» **SET TASK A**: List every measurement in feet or square feet that the Tru by Hilton article below gives.

» **ARTICLE**:
Tru by Hilton is an American brand of hotels trademarked by Hilton Worldwide.

History 
The hotel brand was announced in January 2016 at the Americas Lodging Investment Summit in Los Angeles. It was designed to compete against Comfort Inn and La Quinta, and the first Tru by Hilton hotels were expected to open late in the same year. The goal was to create rooms of 228 square feet with "clever" bathrooms. The brand uses platform beds instead of box springs and uses a landing zone where guests can place their luggage and hang their clothes rather than a dresser. Hilton realized that they could shrink the width of the room from the typical 12 feet to 10 feet because typically the TV cabinet would take up 2 feet, but with flat screen TV's the space could be spared. The desk that was decided to be used is a portable chair attached to a table allowing the guest to use the chair wherever they want in the room. As of February 17, 2021, it has 178 properties with 17,403 rooms in two countries and territories, all franchised.

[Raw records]
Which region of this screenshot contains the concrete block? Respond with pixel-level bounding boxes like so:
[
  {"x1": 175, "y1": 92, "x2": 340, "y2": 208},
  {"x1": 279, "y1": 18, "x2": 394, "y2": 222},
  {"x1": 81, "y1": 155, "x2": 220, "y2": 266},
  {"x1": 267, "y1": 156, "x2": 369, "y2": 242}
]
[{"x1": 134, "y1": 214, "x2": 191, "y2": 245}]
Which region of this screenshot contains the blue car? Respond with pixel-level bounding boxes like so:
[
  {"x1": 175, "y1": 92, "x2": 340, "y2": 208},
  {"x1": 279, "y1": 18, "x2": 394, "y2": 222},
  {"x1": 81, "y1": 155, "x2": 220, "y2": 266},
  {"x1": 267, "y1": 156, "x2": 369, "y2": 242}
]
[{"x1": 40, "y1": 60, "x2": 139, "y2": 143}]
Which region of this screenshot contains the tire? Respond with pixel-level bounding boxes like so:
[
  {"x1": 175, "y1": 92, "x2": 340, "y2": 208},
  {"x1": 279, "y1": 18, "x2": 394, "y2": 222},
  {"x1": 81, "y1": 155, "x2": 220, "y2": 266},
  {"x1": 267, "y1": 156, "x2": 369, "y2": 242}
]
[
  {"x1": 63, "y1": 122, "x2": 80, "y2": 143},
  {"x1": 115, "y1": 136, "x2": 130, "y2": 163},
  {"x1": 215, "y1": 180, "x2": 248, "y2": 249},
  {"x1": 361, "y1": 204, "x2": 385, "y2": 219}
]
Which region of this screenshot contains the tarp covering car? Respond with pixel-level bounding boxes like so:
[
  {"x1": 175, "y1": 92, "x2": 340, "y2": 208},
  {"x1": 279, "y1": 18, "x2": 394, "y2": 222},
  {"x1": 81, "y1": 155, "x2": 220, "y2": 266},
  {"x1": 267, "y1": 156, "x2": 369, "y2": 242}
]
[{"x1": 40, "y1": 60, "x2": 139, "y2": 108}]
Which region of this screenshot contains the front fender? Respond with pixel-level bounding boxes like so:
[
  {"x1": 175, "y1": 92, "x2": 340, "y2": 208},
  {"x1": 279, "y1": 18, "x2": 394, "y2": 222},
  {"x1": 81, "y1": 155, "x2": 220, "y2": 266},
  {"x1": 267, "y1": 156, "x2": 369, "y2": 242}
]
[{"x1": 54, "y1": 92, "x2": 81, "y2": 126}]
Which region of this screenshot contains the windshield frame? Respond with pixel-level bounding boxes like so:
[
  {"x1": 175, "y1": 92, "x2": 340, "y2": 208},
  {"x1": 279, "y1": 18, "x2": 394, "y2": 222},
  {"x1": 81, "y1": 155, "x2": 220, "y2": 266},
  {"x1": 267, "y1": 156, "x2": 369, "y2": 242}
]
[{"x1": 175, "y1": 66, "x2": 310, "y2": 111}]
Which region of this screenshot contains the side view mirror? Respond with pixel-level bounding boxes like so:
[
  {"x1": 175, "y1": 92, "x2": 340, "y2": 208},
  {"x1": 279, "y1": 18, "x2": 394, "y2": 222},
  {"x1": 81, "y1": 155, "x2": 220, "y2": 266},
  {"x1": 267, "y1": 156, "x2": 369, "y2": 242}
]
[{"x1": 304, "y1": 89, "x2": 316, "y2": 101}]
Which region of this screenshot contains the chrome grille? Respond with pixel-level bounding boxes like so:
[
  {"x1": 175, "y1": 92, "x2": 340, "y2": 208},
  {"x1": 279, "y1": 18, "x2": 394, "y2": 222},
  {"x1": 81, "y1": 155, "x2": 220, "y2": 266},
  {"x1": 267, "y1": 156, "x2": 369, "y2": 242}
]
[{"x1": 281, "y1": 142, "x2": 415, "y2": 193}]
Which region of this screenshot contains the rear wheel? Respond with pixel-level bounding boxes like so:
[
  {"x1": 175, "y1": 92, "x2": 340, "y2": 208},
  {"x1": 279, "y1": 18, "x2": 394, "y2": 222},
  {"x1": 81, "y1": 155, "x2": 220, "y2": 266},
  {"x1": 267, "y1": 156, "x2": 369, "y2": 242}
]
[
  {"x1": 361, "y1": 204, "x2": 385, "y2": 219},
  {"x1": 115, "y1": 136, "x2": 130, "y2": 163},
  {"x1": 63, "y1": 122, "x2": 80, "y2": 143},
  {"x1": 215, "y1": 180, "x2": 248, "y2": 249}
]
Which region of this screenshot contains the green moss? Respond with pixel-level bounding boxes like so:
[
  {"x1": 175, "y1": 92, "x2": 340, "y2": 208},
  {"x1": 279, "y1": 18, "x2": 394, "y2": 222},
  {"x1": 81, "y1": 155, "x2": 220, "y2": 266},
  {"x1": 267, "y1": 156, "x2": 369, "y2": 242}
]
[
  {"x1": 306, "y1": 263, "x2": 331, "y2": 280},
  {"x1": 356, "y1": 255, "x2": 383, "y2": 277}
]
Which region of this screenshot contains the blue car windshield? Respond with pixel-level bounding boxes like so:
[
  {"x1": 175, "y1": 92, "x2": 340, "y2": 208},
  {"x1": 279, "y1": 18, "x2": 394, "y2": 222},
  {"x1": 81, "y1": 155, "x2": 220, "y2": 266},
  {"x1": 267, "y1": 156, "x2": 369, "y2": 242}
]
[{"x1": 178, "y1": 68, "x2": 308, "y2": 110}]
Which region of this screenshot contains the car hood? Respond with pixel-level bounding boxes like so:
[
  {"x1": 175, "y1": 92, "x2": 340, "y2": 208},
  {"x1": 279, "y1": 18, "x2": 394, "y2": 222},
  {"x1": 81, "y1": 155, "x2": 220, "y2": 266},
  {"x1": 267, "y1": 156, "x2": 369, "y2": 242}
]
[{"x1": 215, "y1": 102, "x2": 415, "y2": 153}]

» **SET TASK B**: Gather every line of the records above that contains the string "blue". Case counts.

» **FINAL ANSWER A**:
- 228 square feet
- 12 feet
- 10 feet
- 2 feet

» **FINAL ANSWER B**:
Which region of this screenshot contains the blue car? Respond with pixel-level bounding boxes like so:
Which region of this screenshot contains the blue car windshield? Respond with pixel-level bounding boxes like so:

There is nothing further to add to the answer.